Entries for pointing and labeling
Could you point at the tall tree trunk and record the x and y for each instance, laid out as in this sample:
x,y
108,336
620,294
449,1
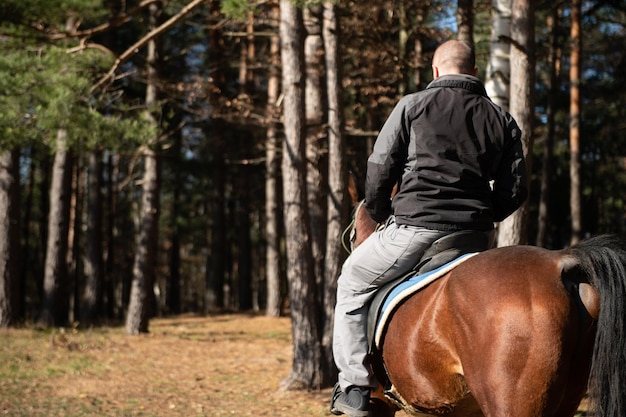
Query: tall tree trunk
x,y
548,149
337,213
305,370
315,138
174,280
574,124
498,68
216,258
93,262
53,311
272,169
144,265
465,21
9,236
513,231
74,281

--

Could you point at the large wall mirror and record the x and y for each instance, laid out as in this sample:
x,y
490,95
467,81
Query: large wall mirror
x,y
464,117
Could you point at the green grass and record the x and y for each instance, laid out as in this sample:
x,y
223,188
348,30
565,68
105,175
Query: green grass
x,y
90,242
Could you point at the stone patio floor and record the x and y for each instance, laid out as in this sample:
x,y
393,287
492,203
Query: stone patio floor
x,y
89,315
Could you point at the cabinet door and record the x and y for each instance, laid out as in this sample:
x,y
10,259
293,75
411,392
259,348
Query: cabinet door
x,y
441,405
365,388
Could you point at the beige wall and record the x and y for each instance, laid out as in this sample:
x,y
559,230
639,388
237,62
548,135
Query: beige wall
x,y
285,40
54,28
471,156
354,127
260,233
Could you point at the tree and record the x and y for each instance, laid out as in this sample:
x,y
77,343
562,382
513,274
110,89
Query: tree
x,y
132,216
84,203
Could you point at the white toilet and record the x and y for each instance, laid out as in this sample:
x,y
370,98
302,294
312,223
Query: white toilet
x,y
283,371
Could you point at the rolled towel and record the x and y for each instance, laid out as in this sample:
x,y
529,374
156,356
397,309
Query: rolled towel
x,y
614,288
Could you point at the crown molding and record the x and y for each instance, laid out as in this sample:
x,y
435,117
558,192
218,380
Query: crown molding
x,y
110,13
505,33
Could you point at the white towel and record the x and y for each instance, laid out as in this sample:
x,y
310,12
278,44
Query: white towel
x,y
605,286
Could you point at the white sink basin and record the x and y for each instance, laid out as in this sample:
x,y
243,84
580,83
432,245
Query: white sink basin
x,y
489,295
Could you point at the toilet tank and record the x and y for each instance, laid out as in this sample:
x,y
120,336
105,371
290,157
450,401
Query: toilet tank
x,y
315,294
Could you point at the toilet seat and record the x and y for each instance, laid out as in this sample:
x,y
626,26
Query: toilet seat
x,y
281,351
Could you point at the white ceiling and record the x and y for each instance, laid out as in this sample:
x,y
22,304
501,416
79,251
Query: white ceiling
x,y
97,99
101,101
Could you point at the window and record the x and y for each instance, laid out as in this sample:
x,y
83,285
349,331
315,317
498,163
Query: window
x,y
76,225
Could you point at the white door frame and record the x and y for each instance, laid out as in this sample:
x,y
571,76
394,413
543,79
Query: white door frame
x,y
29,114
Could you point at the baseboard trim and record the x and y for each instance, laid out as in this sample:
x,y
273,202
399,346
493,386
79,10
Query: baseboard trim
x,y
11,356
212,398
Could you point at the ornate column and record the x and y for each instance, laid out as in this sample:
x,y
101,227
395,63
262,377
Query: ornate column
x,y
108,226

--

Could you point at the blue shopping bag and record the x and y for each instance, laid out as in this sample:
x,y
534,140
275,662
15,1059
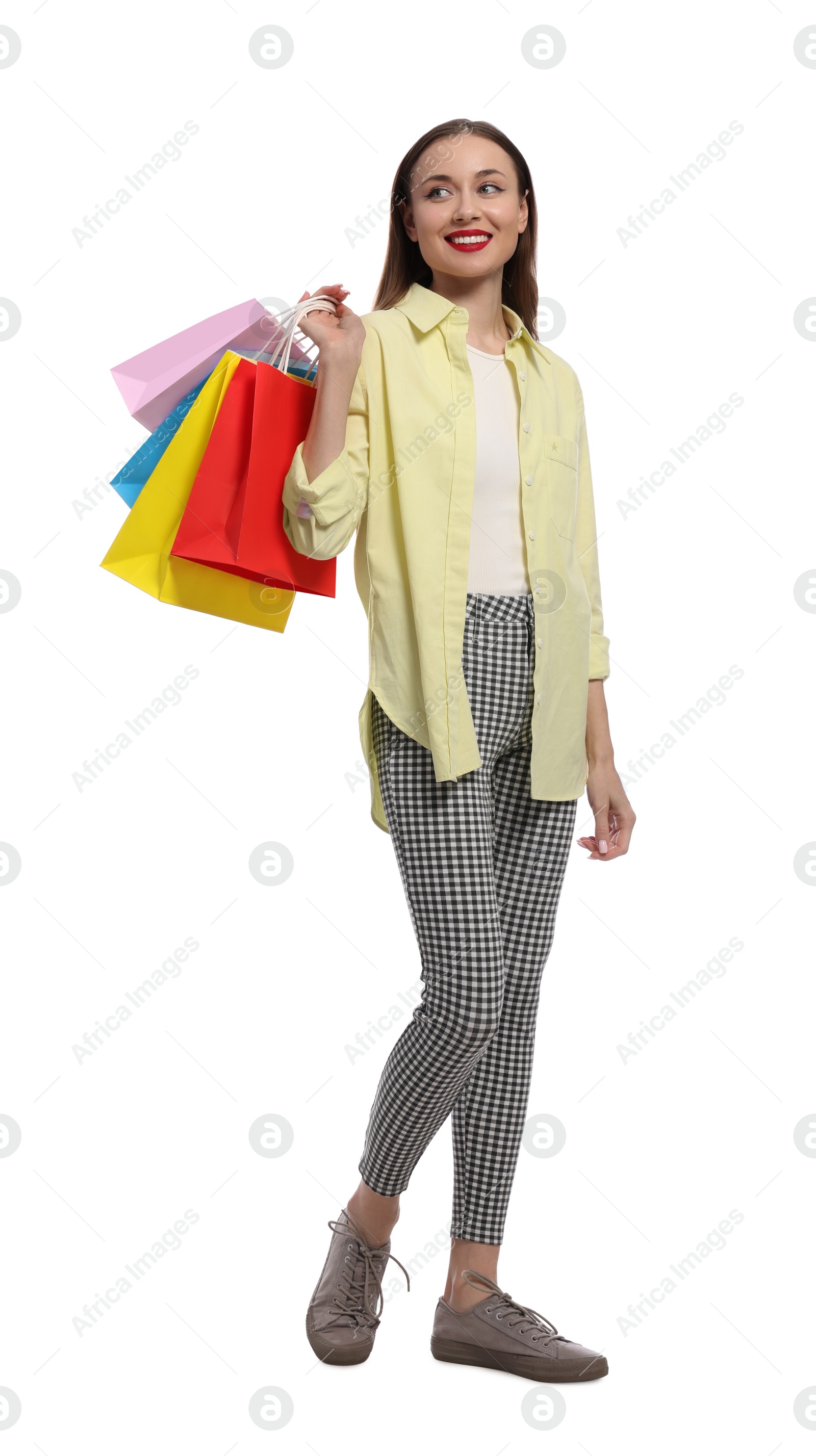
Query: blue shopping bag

- [Task statement] Copy out every line above that contains the word "wall", treating uppercase and lowercase as different.

- [Problem solution]
Could you point at the large wall mirror and record the x and y for each instance, laid out as in this sample:
Query: large wall mirror
Could you point at the beige wall and record the x and y for each instance, laid out as in this sample:
Query: beige wall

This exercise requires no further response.